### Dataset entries
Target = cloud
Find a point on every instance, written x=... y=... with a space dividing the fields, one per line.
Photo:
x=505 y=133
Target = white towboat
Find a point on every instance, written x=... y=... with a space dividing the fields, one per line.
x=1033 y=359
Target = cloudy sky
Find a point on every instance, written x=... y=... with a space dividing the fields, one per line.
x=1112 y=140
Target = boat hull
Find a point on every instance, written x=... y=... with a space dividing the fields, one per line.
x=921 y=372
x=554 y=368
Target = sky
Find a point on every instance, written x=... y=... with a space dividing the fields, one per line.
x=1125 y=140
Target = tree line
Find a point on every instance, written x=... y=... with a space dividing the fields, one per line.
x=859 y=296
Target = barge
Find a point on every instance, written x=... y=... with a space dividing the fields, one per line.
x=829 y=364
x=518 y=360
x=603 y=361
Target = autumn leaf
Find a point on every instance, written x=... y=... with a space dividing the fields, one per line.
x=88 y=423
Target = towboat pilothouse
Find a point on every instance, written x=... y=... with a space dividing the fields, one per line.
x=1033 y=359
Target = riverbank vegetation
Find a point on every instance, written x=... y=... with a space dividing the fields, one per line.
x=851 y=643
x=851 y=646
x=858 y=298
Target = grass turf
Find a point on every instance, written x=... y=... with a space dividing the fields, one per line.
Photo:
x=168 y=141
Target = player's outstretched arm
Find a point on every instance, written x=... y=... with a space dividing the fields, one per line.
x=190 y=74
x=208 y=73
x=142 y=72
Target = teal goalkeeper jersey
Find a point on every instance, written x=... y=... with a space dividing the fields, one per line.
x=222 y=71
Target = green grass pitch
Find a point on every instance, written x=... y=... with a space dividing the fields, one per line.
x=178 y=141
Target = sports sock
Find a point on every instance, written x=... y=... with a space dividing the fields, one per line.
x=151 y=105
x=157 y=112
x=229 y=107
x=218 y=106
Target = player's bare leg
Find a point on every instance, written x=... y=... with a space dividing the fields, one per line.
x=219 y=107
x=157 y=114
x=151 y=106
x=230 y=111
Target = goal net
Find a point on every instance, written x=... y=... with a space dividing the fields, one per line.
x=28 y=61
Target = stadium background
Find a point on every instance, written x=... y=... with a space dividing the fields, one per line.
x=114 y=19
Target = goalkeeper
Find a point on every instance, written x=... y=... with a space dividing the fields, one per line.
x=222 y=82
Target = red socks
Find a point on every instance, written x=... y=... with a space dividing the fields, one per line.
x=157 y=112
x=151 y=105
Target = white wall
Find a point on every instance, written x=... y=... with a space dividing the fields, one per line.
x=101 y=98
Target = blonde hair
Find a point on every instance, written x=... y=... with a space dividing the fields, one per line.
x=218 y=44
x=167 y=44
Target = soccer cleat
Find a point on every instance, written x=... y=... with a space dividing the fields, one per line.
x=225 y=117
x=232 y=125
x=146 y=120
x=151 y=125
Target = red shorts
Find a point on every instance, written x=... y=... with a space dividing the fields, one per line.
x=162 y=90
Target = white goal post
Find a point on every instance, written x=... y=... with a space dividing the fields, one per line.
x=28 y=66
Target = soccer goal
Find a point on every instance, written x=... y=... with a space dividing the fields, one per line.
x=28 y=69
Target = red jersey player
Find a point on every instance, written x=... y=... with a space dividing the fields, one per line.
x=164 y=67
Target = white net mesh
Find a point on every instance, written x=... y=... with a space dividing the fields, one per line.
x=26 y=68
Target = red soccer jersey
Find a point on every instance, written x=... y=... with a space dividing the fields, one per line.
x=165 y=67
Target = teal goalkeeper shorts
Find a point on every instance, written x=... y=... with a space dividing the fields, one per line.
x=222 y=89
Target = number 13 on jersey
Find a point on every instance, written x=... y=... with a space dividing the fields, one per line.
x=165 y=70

* * *

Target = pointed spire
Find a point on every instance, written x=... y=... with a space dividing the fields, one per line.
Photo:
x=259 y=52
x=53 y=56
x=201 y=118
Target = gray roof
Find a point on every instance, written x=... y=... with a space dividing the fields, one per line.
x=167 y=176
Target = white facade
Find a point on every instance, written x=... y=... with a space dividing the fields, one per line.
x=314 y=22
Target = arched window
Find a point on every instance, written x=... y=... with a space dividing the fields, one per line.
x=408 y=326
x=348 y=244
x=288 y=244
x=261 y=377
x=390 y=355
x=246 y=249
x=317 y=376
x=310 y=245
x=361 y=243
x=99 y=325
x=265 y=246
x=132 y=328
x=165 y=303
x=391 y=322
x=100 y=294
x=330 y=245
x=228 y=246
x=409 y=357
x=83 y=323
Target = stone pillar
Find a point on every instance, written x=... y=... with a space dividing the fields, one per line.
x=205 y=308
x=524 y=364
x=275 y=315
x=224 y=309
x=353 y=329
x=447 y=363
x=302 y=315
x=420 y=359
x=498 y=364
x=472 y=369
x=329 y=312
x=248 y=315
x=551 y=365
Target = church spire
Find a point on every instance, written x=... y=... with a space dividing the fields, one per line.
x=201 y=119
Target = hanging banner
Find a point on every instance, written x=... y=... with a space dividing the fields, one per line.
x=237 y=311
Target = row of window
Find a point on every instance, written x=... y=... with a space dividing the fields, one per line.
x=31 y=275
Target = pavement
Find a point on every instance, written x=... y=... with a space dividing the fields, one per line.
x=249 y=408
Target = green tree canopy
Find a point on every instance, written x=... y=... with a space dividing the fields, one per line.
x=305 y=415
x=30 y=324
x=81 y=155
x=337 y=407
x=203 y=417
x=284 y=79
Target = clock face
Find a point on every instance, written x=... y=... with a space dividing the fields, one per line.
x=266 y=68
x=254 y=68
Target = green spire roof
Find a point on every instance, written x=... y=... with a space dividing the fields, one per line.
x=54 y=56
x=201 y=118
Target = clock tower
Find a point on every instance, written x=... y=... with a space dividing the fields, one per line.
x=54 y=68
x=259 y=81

### The task
Copy, exactly and only, the lines above that begin with the one containing "Target = tree line" and finish with the one containing "Target = riverbank vegetation".

### Expected answer
Target = tree line
Find a point on every instance, written x=... y=... with a space dividing the fields, one per line.
x=859 y=296
Target = barge
Find a point on every instance, written x=... y=... with a space dividing the fields, one per line.
x=829 y=364
x=518 y=360
x=603 y=361
Target = autumn leaf
Find a point on every instance, written x=... y=... with a space dividing the fields, one per line.
x=88 y=423
Target = towboat pilothouse
Find a point on every instance, written x=... y=... with a space dividing the fields, one per line.
x=1033 y=359
Target = riverbank vegetation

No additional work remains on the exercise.